TASK GOAL:
Print every record below exactly as written.

Pointing records

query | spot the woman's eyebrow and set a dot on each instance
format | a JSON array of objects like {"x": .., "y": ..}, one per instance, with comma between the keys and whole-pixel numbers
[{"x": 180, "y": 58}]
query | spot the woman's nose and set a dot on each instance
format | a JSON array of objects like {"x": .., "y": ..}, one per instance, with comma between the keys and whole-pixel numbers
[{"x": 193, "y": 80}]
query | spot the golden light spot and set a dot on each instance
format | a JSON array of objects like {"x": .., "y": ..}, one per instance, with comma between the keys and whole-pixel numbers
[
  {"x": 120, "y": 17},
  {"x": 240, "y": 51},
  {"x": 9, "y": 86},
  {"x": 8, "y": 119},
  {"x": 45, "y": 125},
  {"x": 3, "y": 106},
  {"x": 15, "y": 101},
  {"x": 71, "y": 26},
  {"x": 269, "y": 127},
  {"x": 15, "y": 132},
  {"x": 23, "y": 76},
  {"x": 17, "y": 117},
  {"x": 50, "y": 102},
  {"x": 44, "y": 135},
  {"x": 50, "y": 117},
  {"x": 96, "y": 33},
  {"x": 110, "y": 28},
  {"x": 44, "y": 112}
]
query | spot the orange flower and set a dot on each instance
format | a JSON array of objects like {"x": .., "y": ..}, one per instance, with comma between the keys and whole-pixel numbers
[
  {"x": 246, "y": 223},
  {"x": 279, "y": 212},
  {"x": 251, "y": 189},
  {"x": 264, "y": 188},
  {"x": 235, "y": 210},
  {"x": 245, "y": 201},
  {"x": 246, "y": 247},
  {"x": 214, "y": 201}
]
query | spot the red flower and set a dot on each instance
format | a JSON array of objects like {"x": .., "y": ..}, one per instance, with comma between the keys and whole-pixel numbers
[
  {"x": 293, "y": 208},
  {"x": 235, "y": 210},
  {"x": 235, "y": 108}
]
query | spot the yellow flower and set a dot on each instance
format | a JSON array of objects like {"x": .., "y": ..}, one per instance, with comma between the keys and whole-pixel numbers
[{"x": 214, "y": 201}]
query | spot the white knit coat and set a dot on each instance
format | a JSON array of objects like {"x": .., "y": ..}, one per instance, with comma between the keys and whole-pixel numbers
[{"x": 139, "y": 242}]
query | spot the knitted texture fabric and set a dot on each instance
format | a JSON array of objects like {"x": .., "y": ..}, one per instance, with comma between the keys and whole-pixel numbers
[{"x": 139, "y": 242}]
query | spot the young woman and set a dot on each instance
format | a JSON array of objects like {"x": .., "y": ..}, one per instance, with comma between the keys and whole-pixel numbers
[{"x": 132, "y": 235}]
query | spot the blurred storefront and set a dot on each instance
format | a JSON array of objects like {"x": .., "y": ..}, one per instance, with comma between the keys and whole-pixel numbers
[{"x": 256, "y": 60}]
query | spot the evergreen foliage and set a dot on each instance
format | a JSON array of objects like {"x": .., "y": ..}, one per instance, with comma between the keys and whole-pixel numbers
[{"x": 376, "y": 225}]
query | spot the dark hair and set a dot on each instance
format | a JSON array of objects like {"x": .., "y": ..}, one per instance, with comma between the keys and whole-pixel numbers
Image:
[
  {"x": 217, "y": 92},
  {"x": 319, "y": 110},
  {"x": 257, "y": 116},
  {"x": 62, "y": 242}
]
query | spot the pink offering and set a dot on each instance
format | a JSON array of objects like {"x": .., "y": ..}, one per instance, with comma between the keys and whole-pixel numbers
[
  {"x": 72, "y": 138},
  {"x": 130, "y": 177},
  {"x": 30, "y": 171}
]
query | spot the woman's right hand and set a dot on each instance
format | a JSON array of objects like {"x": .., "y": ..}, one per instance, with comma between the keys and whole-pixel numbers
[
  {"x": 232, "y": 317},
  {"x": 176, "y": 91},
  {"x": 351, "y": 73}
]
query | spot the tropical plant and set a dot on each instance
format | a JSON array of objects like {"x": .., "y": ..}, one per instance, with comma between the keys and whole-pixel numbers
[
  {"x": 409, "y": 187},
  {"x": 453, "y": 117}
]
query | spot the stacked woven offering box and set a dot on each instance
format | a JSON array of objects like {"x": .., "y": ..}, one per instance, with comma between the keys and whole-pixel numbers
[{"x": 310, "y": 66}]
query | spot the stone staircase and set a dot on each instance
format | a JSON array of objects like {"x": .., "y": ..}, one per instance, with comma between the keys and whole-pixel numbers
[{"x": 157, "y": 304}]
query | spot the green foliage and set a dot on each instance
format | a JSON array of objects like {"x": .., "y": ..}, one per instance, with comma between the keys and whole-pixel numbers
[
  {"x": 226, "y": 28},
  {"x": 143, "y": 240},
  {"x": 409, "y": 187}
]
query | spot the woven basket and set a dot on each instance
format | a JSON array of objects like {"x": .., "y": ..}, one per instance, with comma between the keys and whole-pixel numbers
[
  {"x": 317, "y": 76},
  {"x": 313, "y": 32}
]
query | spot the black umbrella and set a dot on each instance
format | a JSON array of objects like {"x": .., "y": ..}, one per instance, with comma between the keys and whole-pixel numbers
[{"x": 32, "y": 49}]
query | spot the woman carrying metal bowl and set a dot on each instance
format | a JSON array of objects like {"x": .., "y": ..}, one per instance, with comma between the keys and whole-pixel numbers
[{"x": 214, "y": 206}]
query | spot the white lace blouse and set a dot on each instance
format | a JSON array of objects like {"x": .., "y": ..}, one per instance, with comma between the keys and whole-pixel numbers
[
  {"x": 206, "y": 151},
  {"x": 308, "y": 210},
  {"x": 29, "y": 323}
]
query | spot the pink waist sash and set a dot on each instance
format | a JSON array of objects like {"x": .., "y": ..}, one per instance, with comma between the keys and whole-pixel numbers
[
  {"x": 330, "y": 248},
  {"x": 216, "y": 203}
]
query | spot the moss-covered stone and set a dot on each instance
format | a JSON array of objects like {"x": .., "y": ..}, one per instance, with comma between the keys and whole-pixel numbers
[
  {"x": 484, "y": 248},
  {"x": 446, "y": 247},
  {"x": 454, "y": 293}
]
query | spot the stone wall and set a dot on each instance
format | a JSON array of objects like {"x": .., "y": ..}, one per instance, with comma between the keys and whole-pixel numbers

ANSWER:
query | spot the woman's eyebrow and set a dot on each instance
format | a JSON array of objects like {"x": .., "y": ..}, one per instance, with comma between the keys and whole-pixel numbers
[{"x": 180, "y": 58}]
query | spot the woman's nose and set a dot on each instance
format | a JSON array of objects like {"x": .., "y": ..}, one per instance, with comma between the keys and whole-pixel numbers
[{"x": 193, "y": 80}]
query | spot the golden light spot and set a dot on each instance
format | a JSON array of objects like {"x": .., "y": ..}, one per instance, with comma between the keys and whole-pixel numbers
[
  {"x": 120, "y": 17},
  {"x": 240, "y": 51},
  {"x": 9, "y": 86},
  {"x": 8, "y": 119},
  {"x": 45, "y": 125},
  {"x": 3, "y": 106},
  {"x": 15, "y": 101},
  {"x": 71, "y": 26},
  {"x": 269, "y": 127},
  {"x": 15, "y": 132},
  {"x": 23, "y": 76},
  {"x": 17, "y": 117},
  {"x": 50, "y": 102},
  {"x": 44, "y": 135},
  {"x": 50, "y": 117},
  {"x": 96, "y": 33},
  {"x": 110, "y": 28},
  {"x": 44, "y": 112}
]
query | spot the orange flower and set a dot on each instance
format | a JSON array of objects like {"x": .., "y": ..}, one per instance, with comma between the keys and whole-pixel numbers
[
  {"x": 246, "y": 223},
  {"x": 279, "y": 212},
  {"x": 251, "y": 189},
  {"x": 264, "y": 188},
  {"x": 235, "y": 210},
  {"x": 245, "y": 201},
  {"x": 246, "y": 247},
  {"x": 214, "y": 201}
]
query | spot the red flower and set a dot on each instance
format | a JSON array of objects like {"x": .., "y": ..}, one per instance, with comma between the keys and whole-pixel numbers
[
  {"x": 293, "y": 208},
  {"x": 235, "y": 210},
  {"x": 235, "y": 108}
]
query | spot the yellow flower and set a dot on each instance
format | a JSON array of objects like {"x": .., "y": ..}, one per instance, with comma between the keys and whole-pixel numbers
[{"x": 214, "y": 201}]
query | spot the white knit coat and set a dot on each instance
format | a JSON array of objects like {"x": .., "y": ..}, one per instance, with comma between the keys and whole-pixel numbers
[{"x": 139, "y": 242}]
query | spot the knitted texture fabric and set a dot on each instance
format | a JSON array of objects like {"x": .., "y": ..}, one per instance, with comma between the keys and whole-pixel numbers
[{"x": 139, "y": 242}]
query | spot the young woman and set a dot on each instance
format | a JSON array of objects like {"x": .., "y": ..}, one per instance, with comma between the keys and whole-pixel numbers
[{"x": 132, "y": 235}]
query | spot the blurred storefront and set a dot on each instance
format | a JSON array of objects like {"x": .., "y": ..}, one per instance, with comma between the keys and whole-pixel numbers
[{"x": 256, "y": 60}]
query | spot the evergreen foliage and set a dot on each instance
format | a JSON array of objects like {"x": .., "y": ..}, one per instance, with comma between the keys and whole-pixel numbers
[{"x": 376, "y": 225}]
query | spot the dark hair and set a dot on each instance
format | a JSON array of objects like {"x": .., "y": ..}, one per instance, with comma between the keys and whole-pixel numbers
Image:
[
  {"x": 217, "y": 92},
  {"x": 319, "y": 110},
  {"x": 257, "y": 116},
  {"x": 62, "y": 242}
]
query | spot the pink offering and set a dot on each instance
format | a JSON array of objects like {"x": .., "y": ..}, one per instance, with comma between the keys and whole-pixel numbers
[
  {"x": 72, "y": 138},
  {"x": 130, "y": 177},
  {"x": 30, "y": 171}
]
query | spot the woman's right hand and set a dot on each instance
format | a JSON array of objects like {"x": .., "y": ..}, one per instance, with comma between the keys and whole-pixel numbers
[
  {"x": 232, "y": 317},
  {"x": 176, "y": 91},
  {"x": 351, "y": 73}
]
query | spot the tropical plant and set a dot on each instance
format | a JSON array of objects like {"x": .., "y": ..}, one per instance, with comma between the keys and whole-pixel numbers
[
  {"x": 409, "y": 187},
  {"x": 453, "y": 117}
]
query | spot the stacked woven offering box and set a dot on each instance
format | a JSON array of objects like {"x": .., "y": ..}, one per instance, with comma between the keys and whole-pixel numbers
[{"x": 310, "y": 66}]
query | spot the stone staircase and set a dot on each instance
format | a JSON array of objects like {"x": .., "y": ..}, one per instance, with comma between the keys and whole-pixel numbers
[{"x": 157, "y": 304}]
query | spot the green foliage and set a dot on each instance
format | a JSON array of objects like {"x": .., "y": ..}, one per instance, with comma between the keys and whole-pixel numbers
[
  {"x": 226, "y": 28},
  {"x": 143, "y": 240},
  {"x": 409, "y": 187}
]
query | spot the woven basket and set a dot on each instance
format | a JSON array of objects like {"x": .., "y": ..}, one per instance, with comma between the keys and whole-pixel numbers
[
  {"x": 317, "y": 76},
  {"x": 313, "y": 32}
]
query | spot the black umbrella and set a dot on each instance
format | a JSON array of objects like {"x": .., "y": ..}, one per instance, with comma between the keys and whole-pixel numbers
[{"x": 32, "y": 49}]
query | spot the woman carrying metal bowl and set a dot on each instance
format | a JSON array of objects like {"x": .., "y": ..}, one per instance, with comma between the keys and whole-pixel numbers
[{"x": 214, "y": 206}]
query | spot the white lace blouse and set a dot on each instance
format | a JSON array of objects like {"x": .., "y": ..}, one per instance, with comma between the keys and whole-pixel numbers
[
  {"x": 206, "y": 151},
  {"x": 308, "y": 210},
  {"x": 29, "y": 323}
]
query | spot the pink waist sash and set a dot on each instance
format | a JSON array of objects like {"x": .., "y": ..}, one per instance, with comma between the keys and whole-pixel numbers
[
  {"x": 330, "y": 248},
  {"x": 216, "y": 203}
]
query | spot the moss-covered stone and set a dot on each instance
format | a JSON array of objects like {"x": .., "y": ..}, one per instance, with comma between the keys and whole-pixel numbers
[
  {"x": 484, "y": 248},
  {"x": 446, "y": 247},
  {"x": 454, "y": 293}
]
query | spot the stone wall and set a dot on each instance
format | a JSON array of objects like {"x": .., "y": ..}, one per instance, with comma between the keys and whole-pixel numbers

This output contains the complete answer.